HoldenSpark11 July 2004
Oh. My. God.

What a stunning piece of craftsmanship. A masterpiece. Such innocence. Such humanity. Such wisdom. Such truth. Such is the need to touch the soul of another, and such is the need to seek comfort. Yet tenderness risks so much. Oh to be tender again. Yet who could bear it again?

I remember when I was eight years old and I remember what a splash this movie made. I don't really recall that I was told or even understood why, and of course I wasn't taken to see it at that age, at that time, when it was common to keep children ignorant of much they are not today. I'm not sure now that it wasn't the craving of the parents to let themselves drown in the strangeness that is naivety prolonged too long for the sake of innocence itself rather than some strange desire to protect their children from things the children could already begin to feel within themselves but were not allowed to mention or ask about.

* **What to do**: Copy the movie review again starting with "HoldenSpark11 July 2004" and going on through "bear it again?", swapping "soul" for "heart".

* **Source data**:
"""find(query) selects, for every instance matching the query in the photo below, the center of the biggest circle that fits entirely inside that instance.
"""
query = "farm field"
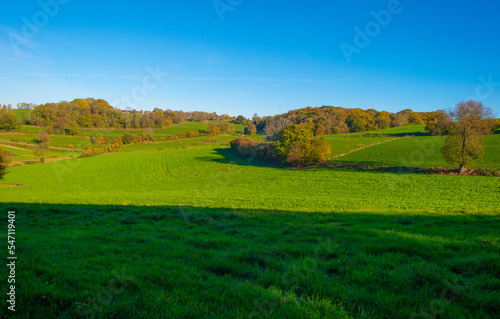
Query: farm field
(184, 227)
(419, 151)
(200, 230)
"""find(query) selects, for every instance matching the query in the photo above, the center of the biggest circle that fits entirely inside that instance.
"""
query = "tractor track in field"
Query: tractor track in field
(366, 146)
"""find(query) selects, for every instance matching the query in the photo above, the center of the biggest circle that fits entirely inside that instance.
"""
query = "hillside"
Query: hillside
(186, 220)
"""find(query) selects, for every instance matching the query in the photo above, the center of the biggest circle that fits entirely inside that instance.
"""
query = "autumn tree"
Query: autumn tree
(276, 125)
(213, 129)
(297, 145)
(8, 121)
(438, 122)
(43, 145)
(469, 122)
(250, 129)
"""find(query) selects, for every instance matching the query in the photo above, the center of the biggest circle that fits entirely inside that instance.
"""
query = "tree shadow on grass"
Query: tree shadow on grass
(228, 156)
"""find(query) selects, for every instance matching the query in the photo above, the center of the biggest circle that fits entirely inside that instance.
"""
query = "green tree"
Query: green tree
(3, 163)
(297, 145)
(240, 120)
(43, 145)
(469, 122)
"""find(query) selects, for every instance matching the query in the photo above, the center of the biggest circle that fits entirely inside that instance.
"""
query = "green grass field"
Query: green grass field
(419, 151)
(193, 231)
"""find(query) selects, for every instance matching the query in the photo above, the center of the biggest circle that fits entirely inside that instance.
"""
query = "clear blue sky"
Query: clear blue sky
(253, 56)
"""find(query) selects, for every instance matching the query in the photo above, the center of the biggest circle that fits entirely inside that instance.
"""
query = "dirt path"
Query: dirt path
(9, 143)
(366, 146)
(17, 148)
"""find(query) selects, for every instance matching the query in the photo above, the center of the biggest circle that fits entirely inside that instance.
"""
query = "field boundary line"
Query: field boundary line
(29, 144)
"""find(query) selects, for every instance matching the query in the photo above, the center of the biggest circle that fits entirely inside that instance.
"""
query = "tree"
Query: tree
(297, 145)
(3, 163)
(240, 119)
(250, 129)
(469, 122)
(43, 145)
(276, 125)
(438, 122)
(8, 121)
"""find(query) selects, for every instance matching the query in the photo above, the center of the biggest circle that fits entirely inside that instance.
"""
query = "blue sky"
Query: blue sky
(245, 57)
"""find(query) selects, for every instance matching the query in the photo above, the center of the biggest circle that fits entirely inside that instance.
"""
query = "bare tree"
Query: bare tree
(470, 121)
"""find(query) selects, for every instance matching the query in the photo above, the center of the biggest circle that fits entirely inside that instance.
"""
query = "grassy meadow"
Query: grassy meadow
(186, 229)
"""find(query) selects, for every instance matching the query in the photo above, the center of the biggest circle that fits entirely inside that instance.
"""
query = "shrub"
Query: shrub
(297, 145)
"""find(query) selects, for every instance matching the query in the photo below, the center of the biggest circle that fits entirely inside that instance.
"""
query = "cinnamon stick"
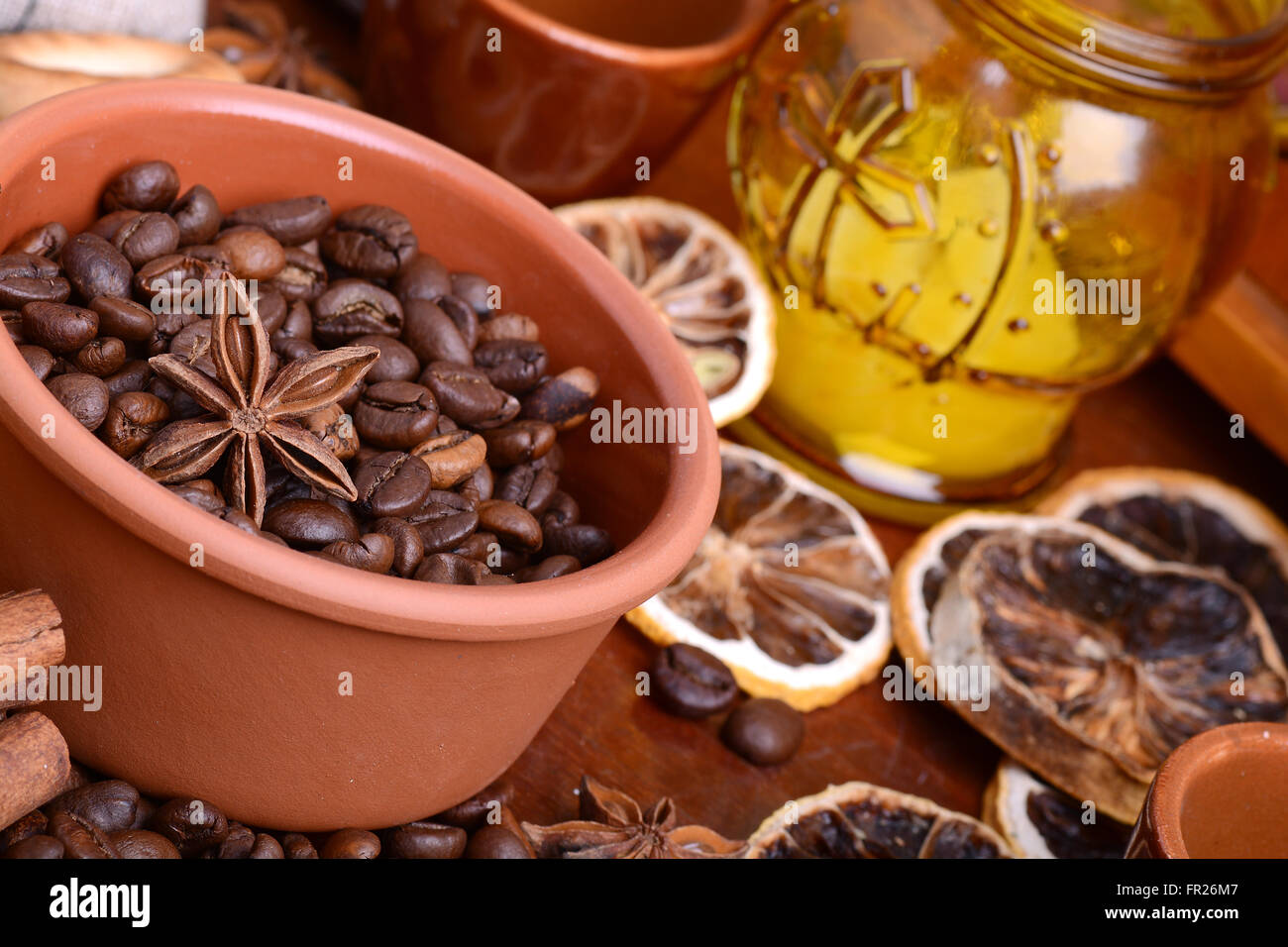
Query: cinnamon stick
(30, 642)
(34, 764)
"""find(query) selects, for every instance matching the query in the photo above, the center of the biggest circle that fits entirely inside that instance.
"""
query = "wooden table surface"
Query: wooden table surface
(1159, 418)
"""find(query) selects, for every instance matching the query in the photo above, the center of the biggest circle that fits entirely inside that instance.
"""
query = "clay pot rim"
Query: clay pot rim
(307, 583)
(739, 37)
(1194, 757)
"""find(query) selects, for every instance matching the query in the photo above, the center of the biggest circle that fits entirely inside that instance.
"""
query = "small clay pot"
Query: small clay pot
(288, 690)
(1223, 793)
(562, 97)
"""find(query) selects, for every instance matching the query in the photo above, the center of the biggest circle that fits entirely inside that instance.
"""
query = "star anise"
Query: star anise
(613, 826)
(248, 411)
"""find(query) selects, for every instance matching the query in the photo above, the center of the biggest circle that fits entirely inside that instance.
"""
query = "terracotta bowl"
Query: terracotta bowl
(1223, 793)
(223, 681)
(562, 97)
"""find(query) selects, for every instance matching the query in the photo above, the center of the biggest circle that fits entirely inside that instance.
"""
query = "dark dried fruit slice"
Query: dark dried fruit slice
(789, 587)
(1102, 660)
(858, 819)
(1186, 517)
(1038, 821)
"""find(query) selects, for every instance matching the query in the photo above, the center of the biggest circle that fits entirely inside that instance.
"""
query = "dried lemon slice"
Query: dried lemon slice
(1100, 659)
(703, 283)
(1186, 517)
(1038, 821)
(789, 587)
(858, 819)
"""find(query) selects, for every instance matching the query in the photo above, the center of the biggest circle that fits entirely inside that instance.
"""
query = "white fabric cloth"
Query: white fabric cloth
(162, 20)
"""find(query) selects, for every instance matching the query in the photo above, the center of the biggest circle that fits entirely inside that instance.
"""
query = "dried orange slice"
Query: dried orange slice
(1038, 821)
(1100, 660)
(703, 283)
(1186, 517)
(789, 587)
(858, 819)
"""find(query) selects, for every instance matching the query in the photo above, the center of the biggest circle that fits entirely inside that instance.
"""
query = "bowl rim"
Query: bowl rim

* **Solution to this problem**:
HoldenSpark11 July 2004
Oh. My. God.

What a stunning piece of craftsmanship. A masterpiece. Such innocence. Such humanity. Such wisdom. Such truth. Such is the need to touch the heart of another, and such is the need to seek comfort. Yet tenderness risks so much. Oh to be tender again. Yet who could bear it again?